* [The task] Print the part of the breast cancer support text below that begins at the words "And don’t forget" and ends after the words "in the beginning.".
+++ Supplied text +++
And don’t forget to offer support on an ongoing basis. After a cancer diagnosis, people rally and come together to provide support in a big way. But often, as time goes on, people retreat back into their daily lives and support can fall by the wayside. Treatment may be long, and our loved ones need us just as much one year in as they did in the beginning.
What to Say
Talking to someone after they are diagnosed with breast cancer can be tricky. Many times, you don’t know what to say. You don’t want to say the wrong thing, so maybe you don’t say anything. But staying silent can be hurtful. Luckily, there are guides on helpful things to say to someone with cancer.
And don’t underestimate the power of listening. People with breast cancer experience a wide range of emotions, from fear and anger to anxiety and depression. Many times, someone with cancer just needs someone to listen to what they are feeling.
+++ Extracted entries +++
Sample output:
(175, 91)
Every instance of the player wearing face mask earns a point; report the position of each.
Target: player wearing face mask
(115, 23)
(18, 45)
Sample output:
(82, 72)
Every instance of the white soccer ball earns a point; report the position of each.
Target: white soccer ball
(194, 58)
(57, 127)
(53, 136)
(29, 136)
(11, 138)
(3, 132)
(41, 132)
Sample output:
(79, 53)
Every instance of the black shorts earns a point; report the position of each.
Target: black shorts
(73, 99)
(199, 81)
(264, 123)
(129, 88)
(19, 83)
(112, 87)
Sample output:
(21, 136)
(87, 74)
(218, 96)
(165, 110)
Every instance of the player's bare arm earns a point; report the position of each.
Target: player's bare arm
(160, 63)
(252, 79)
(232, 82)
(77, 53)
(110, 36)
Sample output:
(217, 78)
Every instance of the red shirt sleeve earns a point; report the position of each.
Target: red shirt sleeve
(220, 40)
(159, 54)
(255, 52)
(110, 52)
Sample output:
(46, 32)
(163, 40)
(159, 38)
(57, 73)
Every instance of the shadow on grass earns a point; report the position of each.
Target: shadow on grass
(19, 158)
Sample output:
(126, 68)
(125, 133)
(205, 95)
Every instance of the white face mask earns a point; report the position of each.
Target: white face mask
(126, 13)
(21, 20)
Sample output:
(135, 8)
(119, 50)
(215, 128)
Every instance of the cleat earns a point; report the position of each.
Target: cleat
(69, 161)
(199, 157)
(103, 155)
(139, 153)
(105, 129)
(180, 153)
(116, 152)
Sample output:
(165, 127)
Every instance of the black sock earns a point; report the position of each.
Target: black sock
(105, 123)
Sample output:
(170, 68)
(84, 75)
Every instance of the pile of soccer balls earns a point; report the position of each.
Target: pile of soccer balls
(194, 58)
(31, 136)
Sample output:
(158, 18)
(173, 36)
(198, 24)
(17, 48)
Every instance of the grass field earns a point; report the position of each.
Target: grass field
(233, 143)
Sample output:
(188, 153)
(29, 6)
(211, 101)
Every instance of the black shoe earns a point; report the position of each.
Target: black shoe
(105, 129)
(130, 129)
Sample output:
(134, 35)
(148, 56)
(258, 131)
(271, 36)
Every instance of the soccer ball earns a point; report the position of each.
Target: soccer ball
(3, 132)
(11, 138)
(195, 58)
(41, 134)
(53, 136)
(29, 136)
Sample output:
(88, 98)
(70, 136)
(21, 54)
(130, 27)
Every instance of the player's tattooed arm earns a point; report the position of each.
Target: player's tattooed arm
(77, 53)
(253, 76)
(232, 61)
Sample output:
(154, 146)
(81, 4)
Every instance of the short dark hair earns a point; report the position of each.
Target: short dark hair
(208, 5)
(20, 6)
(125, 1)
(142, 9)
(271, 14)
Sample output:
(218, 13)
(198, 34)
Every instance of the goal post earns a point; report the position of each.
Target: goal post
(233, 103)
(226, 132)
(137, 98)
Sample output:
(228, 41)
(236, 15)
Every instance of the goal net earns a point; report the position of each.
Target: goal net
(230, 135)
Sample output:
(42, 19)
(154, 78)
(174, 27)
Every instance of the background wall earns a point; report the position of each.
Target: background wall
+++
* [Output for this exercise]
And don’t forget to offer support on an ongoing basis. After a cancer diagnosis, people rally and come together to provide support in a big way. But often, as time goes on, people retreat back into their daily lives and support can fall by the wayside. Treatment may be long, and our loved ones need us just as much one year in as they did in the beginning.